Your task:
Reproduce the records verbatim, starting at the line containing "Task: If you could identify the smiling" and ending with the line containing "point(841, 706)", both of those lines included.

(Records held in a dataset)
....

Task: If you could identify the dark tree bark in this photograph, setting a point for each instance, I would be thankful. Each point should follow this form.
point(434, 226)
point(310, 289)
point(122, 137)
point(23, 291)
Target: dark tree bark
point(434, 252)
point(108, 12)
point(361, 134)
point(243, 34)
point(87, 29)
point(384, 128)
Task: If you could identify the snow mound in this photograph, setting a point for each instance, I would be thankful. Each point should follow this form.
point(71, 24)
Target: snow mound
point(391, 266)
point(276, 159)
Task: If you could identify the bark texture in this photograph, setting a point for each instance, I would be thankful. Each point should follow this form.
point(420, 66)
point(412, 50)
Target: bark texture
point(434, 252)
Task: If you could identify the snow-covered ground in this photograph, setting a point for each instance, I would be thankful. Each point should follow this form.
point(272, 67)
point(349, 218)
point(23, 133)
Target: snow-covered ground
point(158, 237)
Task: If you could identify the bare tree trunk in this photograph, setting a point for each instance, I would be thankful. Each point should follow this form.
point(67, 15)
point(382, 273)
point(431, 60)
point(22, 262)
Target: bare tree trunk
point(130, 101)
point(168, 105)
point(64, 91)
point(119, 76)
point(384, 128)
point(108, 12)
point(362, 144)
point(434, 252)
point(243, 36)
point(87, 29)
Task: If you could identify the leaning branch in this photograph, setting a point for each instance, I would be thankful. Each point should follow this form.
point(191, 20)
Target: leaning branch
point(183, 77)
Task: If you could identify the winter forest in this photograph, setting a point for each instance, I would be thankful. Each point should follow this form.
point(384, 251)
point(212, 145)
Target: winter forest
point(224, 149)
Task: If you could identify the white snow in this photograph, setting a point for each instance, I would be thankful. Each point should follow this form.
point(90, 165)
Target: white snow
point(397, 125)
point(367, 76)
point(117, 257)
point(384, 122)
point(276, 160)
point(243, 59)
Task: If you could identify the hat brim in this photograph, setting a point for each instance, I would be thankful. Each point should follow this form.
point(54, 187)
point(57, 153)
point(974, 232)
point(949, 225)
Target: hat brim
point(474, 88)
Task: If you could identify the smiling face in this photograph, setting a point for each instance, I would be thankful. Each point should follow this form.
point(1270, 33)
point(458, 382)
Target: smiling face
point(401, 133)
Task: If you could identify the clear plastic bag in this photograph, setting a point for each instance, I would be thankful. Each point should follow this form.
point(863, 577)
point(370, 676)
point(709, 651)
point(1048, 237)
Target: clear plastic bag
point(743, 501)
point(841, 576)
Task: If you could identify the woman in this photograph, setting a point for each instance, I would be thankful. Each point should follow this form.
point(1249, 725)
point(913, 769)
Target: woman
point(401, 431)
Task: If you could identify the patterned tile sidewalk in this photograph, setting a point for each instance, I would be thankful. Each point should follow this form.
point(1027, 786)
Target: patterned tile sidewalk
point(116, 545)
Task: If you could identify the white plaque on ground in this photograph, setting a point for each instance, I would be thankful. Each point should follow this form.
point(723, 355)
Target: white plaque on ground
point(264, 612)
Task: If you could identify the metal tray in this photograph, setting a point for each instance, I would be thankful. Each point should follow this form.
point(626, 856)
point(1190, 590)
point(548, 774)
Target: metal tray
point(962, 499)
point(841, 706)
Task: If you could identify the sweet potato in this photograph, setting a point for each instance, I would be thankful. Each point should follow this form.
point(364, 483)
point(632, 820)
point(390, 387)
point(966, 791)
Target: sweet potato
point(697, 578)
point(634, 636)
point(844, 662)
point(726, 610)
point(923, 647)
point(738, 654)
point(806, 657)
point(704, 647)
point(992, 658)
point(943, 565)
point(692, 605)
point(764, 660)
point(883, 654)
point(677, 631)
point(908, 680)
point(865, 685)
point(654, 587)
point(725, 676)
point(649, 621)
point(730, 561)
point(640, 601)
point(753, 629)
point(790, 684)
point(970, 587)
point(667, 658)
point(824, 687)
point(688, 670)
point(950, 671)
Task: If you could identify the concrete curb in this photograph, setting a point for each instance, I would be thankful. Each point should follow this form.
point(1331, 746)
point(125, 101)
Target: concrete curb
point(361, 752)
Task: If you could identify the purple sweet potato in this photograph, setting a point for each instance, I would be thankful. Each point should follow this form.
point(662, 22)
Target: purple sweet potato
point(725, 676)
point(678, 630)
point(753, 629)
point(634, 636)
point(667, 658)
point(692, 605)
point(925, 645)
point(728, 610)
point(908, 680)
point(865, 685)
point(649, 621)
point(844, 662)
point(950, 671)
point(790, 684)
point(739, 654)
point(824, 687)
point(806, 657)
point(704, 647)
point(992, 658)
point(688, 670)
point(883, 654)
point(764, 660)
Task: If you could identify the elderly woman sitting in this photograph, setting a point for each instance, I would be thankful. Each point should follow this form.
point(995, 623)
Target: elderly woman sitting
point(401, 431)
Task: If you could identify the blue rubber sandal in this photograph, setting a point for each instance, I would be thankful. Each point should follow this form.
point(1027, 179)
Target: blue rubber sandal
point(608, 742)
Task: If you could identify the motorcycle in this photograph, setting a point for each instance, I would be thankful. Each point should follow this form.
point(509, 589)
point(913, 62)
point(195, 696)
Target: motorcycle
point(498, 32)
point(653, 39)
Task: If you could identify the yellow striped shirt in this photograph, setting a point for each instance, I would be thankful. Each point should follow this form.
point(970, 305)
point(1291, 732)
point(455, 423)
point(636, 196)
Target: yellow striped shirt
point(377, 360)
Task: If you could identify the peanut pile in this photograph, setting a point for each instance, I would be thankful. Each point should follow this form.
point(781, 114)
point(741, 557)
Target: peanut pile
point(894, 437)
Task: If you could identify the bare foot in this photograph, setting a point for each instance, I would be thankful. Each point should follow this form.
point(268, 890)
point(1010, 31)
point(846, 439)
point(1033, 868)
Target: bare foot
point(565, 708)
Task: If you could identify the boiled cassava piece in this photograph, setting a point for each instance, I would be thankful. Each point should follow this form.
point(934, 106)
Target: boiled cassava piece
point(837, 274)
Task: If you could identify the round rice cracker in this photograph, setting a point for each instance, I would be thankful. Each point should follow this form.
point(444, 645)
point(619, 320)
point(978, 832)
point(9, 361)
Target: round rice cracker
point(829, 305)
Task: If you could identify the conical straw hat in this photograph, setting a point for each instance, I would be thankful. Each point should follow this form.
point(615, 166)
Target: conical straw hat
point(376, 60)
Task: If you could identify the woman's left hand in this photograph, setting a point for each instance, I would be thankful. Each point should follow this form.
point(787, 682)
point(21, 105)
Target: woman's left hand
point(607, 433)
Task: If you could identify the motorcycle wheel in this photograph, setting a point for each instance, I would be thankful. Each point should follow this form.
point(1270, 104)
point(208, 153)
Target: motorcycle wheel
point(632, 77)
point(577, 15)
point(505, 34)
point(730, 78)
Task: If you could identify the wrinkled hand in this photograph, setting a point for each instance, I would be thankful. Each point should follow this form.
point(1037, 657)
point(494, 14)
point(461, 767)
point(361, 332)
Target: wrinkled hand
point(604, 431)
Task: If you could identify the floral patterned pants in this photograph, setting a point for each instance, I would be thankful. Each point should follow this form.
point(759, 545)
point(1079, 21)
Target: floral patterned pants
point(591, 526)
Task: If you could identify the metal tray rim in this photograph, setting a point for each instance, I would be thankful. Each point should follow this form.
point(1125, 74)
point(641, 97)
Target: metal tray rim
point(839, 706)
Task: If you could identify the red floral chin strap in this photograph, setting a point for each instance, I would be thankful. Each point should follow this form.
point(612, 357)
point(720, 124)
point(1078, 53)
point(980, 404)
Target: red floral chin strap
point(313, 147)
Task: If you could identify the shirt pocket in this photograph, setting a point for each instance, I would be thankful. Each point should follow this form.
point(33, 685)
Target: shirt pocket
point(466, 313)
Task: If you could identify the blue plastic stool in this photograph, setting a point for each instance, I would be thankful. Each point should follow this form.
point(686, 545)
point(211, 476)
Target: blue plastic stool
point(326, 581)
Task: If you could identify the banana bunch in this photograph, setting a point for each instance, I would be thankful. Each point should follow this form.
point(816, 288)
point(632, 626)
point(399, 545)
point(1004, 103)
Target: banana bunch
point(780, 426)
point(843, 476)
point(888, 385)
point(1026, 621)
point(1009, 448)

....

Task result:
Task: If you could identify the smiling face in this photograph, setting a point for each instance, I would be thankful. Each point should follow this form.
point(1270, 33)
point(458, 382)
Target: smiling face
point(401, 133)
Task: If you could identify the clear plastic bag in this photograph, setting a point for each instance, I would be thankful. Each point should follow this form.
point(863, 577)
point(370, 676)
point(709, 651)
point(1048, 237)
Target: clear plastic bag
point(743, 501)
point(841, 576)
Task: If you could identify the woman in this photograph, setting a point for each instance, I would be thankful. Each point should follow this form.
point(1249, 725)
point(913, 769)
Target: woman
point(401, 431)
Task: If you could identify the patterned tile sidewalk in this photograph, setting a point for each instance, I would be thankful. Each point should follow this form.
point(1027, 786)
Target: patterned tile sidewalk
point(116, 545)
Task: If you could identify the white plaque on ground in this photograph, setting a point for each instance, I would be thankful. Each point should follow this form.
point(723, 355)
Target: white plaque on ground
point(264, 612)
Task: If you could identify the metal tray in this photograph, setting a point for each instance, I would be thankful. Each point should follow this form.
point(626, 856)
point(1190, 590)
point(548, 774)
Target: metal tray
point(962, 499)
point(841, 706)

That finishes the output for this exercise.